**Supplied passage**:
-- START --

# Bathroom Remodel and Mold Issue



## jjump (Feb 12, 2010)

Hello all, I have a question that I was hoping to maybe find some solutions for. I've talke with several people at Home Depot, Lowes and another local builders supply (Busy Beaver for those in the PGH area)....

Anyways, here is my issue.

I live in a mid-80's Maronda home and I have the typical quality and building issues that these homes come with, and I have been fixing and remodeling over the years.

My latest issues has to do with the bathroom. My 60" long shower wall faces the outdoor wall, and I have 2x4 construction with T1-11 siding, R-13 was in the stud cavities.

Well, today I pulled the old tub and shower out and behind the insulation the inside of the T-11 was cold, some ice was on the inside, and mold was all over the inside of the t1-11. It seems the inside is getting wet. I dont think there is leaking, it seems to be from condensation, and I assume during a good hot shower, the vapor is getting through.

So I scrubbed the t1-11 with some bleach and i got it pretty clean, but it is still damp, and I worry that it will be damp until spring, but I need to get this tub back together.

My plan was to get it as clean as possible, install new insulation, and come spring, I would pull the T1-11 and put new pieces in from the outside.

I was also considering installing cement board to the back wall over the studs, then installing the new tub surround. Even though the new unit is direct to stud mounting, I dont see an issue with adding a 1/2" of cement board.

I worry though that this is just a band aid, and eventually the issue will come back, but I will never know.

SO, any advice here? To recap, I have mold on the inside of my T1-11 in my bathroom, behind my shower, I believe its from condensation. I have been cleaning it, and tomorrow i plan to get it as clean as possible and install new insulation and a new tub. I may add 1/2 cement board between the new tub/shower and the outside wall.

Thanks for the advice.

Justin in Pittsburgh


----------



## Kevin M. (Nov 26, 2009)

jjump said:


> Hello all, I have a question that I was hoping to maybe find some solutions for. I've talke with several people at Home Depot, Lowes and another local builders supply (Busy Beaver for those in the PGH area)....
> 
> Anyways, here is my issue.
> 
> ...


Justin,

Do you have a bath fan which is in working order and sized correctly for the sq. ft of the room? Removing the culprit (moist air) will solve the bulk of your condensate problems. 

You may want to use Denshield if you add to the wall instead of cement board. It has a vapor shield built into it. It is quite a bit easier to cut and install. 

Good luck,

KM

BTW..... If you add a 1/2 inch to that wall it may affect your plumbing a bit as far as tub drain etc.......


----------



## Big Bob (Jul 27, 2007)

Do you have a vapor barrier ( felt or tyvek ) behind the T1-11?

you mentioned you were able to scrub the "mold?" off the back side of the T1-11 once tub, surround and R-13 was removed.


----------



## jjump (Feb 12, 2010)

I believe my fan is sufficient, the room is only 60 sq. ft. It is 5' wide by 12' long.

As for the Denshield, the guy at Lowes told me that it might not be a good idea to use this, for my insulation (new that I added) had a vapor barrier, and the Denshield would have one, and you could get vapor caught between the 2 barriers.

-- END --

**Direction 1**:
In the bathroom mold thread, what product does Kevin M. suggest using instead of cement board?
**Direction 2**:
Transcribe the part of the bathroom mold thread starting at "SO, any advice" and ending at "the outside wall.".

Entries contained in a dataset
-- START --

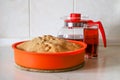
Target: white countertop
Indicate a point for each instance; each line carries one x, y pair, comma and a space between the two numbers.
106, 67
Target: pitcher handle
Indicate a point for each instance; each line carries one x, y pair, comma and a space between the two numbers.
101, 30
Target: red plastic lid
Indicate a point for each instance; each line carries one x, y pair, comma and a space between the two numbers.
74, 17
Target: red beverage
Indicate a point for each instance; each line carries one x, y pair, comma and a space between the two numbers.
91, 38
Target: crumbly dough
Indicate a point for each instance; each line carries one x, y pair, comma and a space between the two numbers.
48, 43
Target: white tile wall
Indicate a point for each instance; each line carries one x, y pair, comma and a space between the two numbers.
43, 16
14, 18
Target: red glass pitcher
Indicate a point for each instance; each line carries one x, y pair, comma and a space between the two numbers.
78, 29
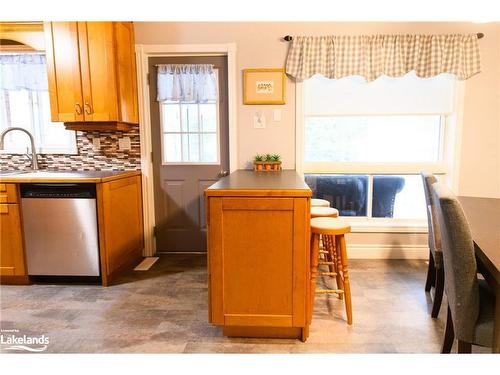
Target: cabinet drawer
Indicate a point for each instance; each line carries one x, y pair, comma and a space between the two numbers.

-- END --

**Full output 1**:
Denshield

**Full output 2**:
SO, any advice here? To recap, I have mold on the inside of my T1-11 in my bathroom, behind my shower, I believe its from condensation. I have been cleaning it, and tomorrow i plan to get it as clean as possible and install new insulation and a new tub. I may add 1/2 cement board between the new tub/shower and the outside wall.